■ **QUOTED TEXT**
========================

- #1

geoffrey159

- 535

- 72

## Homework Statement

Prove that the following families are free in the vector space of continuous mappings from ##\mathbb{R} \rightarrow \mathbb{R}##, with real scalars :

1 - ## (f_\lambda)_{\lambda \in \mathbb{R}^+} : f_\lambda(x) = \cos(\lambda x) ##

2 - ## (f_\lambda)_{\lambda \in \mathbb{R}} : f_\lambda(x) = |x-\lambda| ##

## Homework Equations

## The Attempt at a Solution

Ok, I'm not used to that kind of exercise so it may be all wrong, and I've worked this problem long enough so that it may be even worse than that.

My approach will be to show that any finite sub-family of ##(f_\lambda)_{\lambda\in \mathbb{R}}## is free.

========================

■ **RAW DATA**
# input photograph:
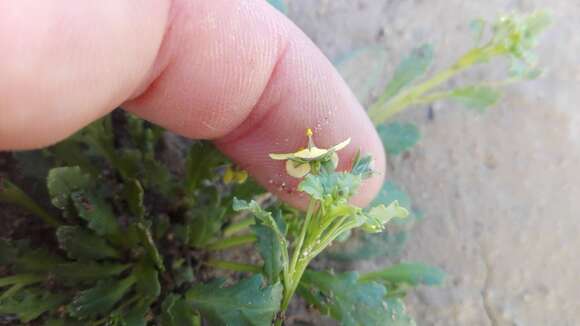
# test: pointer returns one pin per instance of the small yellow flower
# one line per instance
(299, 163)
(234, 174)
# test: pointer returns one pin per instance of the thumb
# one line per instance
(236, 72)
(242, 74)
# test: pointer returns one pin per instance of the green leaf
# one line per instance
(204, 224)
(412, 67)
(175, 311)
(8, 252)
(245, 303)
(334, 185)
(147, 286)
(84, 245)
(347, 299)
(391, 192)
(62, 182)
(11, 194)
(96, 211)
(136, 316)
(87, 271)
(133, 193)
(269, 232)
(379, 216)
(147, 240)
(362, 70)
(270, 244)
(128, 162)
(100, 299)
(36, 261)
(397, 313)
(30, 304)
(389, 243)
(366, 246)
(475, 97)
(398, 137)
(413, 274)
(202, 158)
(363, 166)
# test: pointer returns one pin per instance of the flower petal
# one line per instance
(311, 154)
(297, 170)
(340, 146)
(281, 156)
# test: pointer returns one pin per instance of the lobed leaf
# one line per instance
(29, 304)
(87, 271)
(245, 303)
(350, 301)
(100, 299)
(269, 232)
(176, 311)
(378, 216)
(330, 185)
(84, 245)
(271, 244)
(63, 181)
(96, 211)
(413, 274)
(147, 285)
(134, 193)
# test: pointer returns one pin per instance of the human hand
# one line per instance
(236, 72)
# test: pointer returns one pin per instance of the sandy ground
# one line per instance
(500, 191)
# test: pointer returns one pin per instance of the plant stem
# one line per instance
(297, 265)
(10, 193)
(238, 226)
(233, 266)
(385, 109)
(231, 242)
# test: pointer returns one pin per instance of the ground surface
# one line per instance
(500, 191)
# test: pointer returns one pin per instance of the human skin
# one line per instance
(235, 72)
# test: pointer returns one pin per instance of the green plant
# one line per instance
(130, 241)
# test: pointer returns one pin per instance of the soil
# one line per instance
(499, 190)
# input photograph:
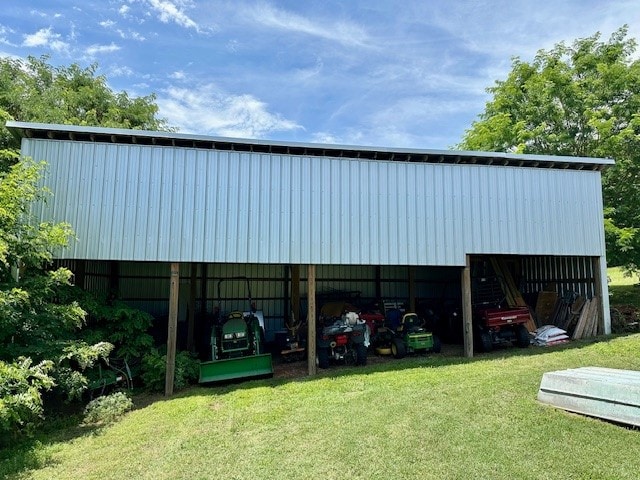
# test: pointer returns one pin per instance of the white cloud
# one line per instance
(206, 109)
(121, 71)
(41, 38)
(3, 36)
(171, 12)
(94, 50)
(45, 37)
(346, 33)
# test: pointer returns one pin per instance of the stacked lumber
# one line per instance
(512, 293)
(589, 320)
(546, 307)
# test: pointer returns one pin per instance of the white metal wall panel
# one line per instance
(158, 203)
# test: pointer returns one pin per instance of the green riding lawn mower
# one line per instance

========================

■ **TASK 1**
In the homework thread above, what approach does the poster say they will use to prove the families are free?
■ **TASK 2**
Pick up the homework thread on free families of functions after its last sentence and continue the attempt at a solution.

■ **TASK RESULT 1**
The poster will show that any finite sub-family of the functions is free.

■ **TASK RESULT 2**
Let ##\lambda_1 < ... < \lambda_N ## be distinct lambdas, and ##(x_1,...,x_N)## be real scalars such that ##\sum_{i = 1}^N x_i f_{\lambda_i}(x) = 0##, for any real ##x##. I want to show that ##x_1 = ... = x_N = 0##

1 -

In this case, ##0\le \lambda_1 < ... < \lambda_N ##. Since one can derivate infinitely many times the function ##f_\lambda##, then for any ##k\ge 0##,

## 0 = \frac{d^{2k}}{dx^{2k}}(\sum_{i = 1}^N x_i f_{\lambda_i}) = \sum_{i = 1}^N x_i \frac{d^{2k}}{dx^{2k}}(f_{\lambda_i}) = (-1)^k \sum_{i = 1}^N x_i \lambda_i^{2k} f_{\lambda_i}##.

The ##(-1)^k## can be overlooked since the whole term is equal to zero. Taking ## x = 0 ##, then ## 0 =\sum_{i = 1}^N x_i \lambda_i^{2k} ##.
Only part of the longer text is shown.